**WORK TASK:**
Extend the first-person account below of developing the book "Finding Your Picasso," continuing from its final sentence.

**SELECTED EXCERPT:**

= = = = = = =

This was my epiphany. This entry gave me direction and led to what is the heart of "Finding Your Picasso." Seeing beauty through the eyes of an artist. Changing your perspective of beauty through the very people who can find beauty in anything. I collected more than 100 quotes about beauty, self-esteem and from artists. I also realized that if I wanted people to have time to reflect on each activity that it had to be one per week instead of 100 in a few months. I also switched from a comedic book to a more reflective and meditative process. I had come a long way from "I Don't Piss Like a Dog, But I'll Go Fetch: 100 Ways to Accepting You 'As Is.'"

I wrote my cover letter and outline for a publisher. I researched which publishers would be more appropriate for submitting my proposal to and I identified my target audience. I invited friends over on April 11, 2008, for a "Conversational Tea" to get feedback on a few of the activities I'd written and to just talk about beauty. I mailed out a few focus group packets that contained a summary, a contract for compensation upon completion, items to complete 3 activities, and a SASE to mail items and forms back to me after one month.

= = = = = = =

**DATA LISTING:**
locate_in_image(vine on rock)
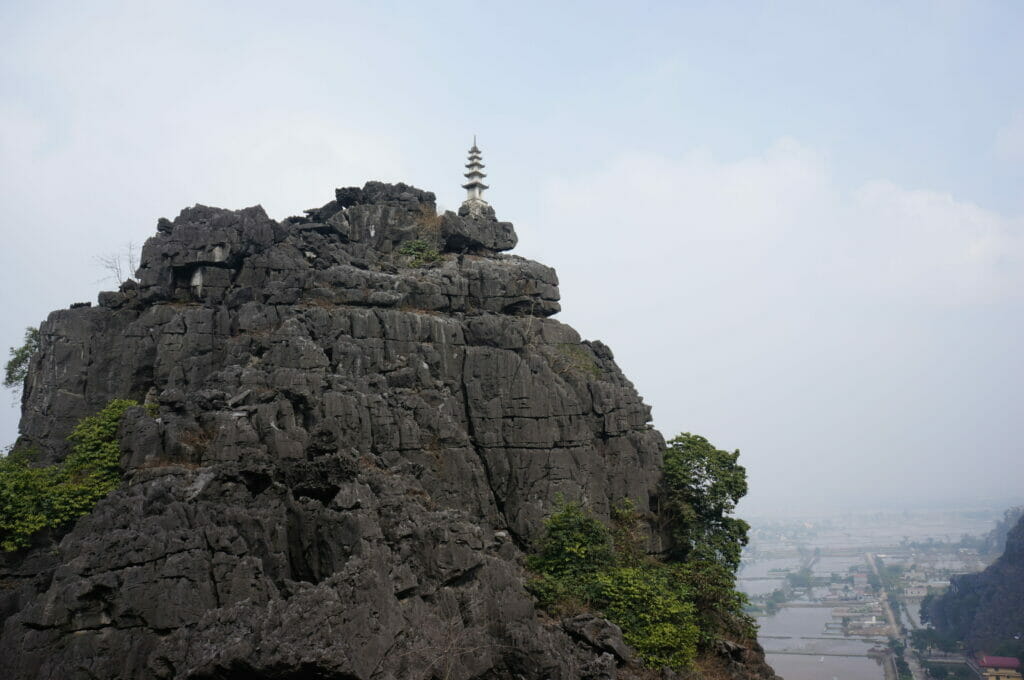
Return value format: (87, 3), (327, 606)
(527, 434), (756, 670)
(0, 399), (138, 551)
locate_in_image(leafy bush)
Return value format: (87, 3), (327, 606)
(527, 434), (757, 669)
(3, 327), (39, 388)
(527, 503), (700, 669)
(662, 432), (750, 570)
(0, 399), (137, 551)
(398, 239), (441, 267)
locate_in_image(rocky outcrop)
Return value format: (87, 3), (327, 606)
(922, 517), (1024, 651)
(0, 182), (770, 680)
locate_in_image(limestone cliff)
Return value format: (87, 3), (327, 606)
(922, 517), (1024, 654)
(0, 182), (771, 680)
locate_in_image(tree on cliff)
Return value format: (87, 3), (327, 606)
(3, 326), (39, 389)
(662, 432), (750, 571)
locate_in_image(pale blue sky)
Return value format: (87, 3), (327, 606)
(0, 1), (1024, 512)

= = = = = = =

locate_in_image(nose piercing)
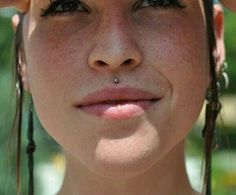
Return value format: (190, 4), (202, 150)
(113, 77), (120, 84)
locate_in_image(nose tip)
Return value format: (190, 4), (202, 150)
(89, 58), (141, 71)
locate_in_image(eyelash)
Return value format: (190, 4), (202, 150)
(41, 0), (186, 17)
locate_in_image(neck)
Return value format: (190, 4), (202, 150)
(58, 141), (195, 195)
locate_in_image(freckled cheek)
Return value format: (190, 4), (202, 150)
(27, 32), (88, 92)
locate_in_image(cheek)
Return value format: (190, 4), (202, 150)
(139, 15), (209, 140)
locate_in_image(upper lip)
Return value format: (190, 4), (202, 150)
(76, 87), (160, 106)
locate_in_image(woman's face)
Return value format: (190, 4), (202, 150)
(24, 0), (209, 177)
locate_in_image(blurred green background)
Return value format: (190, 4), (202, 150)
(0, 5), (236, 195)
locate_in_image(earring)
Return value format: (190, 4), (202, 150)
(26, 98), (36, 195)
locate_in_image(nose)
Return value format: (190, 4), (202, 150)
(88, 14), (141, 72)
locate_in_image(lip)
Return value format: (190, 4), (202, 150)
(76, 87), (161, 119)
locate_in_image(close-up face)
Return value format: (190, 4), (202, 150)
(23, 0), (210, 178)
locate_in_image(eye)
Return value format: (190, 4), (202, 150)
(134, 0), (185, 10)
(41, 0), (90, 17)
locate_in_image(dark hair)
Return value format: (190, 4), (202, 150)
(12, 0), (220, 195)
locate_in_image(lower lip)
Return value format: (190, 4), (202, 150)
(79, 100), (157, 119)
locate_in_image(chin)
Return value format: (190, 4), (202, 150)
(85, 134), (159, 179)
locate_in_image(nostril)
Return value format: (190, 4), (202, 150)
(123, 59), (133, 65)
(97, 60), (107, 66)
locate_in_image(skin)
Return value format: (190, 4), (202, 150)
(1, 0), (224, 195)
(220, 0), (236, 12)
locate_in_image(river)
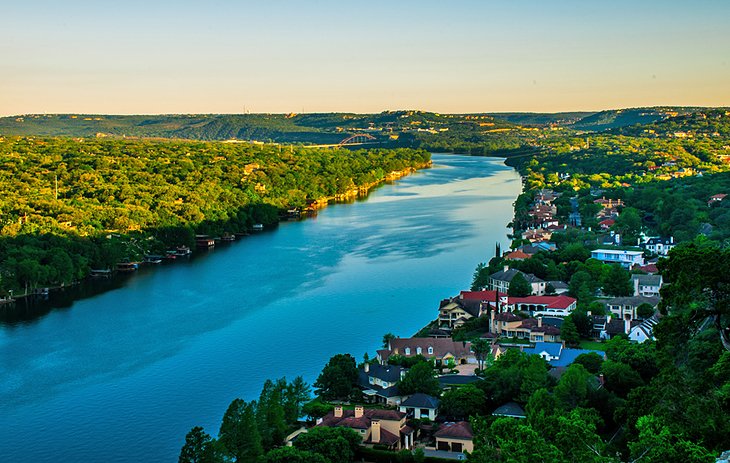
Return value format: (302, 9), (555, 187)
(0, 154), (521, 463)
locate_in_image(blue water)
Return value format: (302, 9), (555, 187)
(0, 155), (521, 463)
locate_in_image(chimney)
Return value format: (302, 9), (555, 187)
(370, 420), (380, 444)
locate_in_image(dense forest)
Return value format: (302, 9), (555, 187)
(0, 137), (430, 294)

= = = = = = =

**ANSWER:**
But something was missing. I organized and reorganized my book. The table of contents went through several versions. I wrote an introduction. And then another. And yet another. They were stories. They became stories. I decided at that point to create stories for each chapter of the book which was initially 4. It would take me the remaining 9 years off-and-on to write those stories plus 4 more for the now 8 chapters I settled on, and to go through many more edits of the introduction, chapters, and the design of the book's layout and cover.

But my very last entry in this diary that became my rough draft pretty much sums up that first year of working on "Finding Your Picasso." May 19, 2008, I wrote: "Personal power - something I believe I've been searching for for a long time. I don't think I truly understood it until now. I went hiking yesterday and at points I didn't think I had it in me to keep going. It was hard, painful and challenging for me where it looked like it was easier for the others on the hike - there were 19 of us. But my only real obstacle was me. Keep going or keep everyone waiting. I felt awesome when I finished and ready to conquer another one. I signed up for some other things because of it. There is some where deep inside me a powerful person ready to be released. I've been slowly letter [her] seep out. Now [she] has surfaced and I don't ever want to contain [her] again. Strip completely naked. At home, in the privacy of your bedroom of course. Stand in front of a full-length mirror and, while looking at your entire body, say really loud, "Damn, you're hot." Get dressed and go about your day. Yes! Welcome to your first day of Ms-I-Know-I-Am-Beautiful-and-Divine-and-If-You-Don't-Think-So-You-Can-Kiss-My-Behind! You are beautiful just the way God made you and this journey you are starting will show you why."

Edited slightly, this entry - the last activity I wrote out of about 55 - became activity one. I had come full circle in my beginnings of writing "Finding Your Picasso." Armed with personal power, I finally finished it, and self-published on CreateSpace June 7, 2018. And I know it will inspire many to find their own personal power and see the beauty in themselves.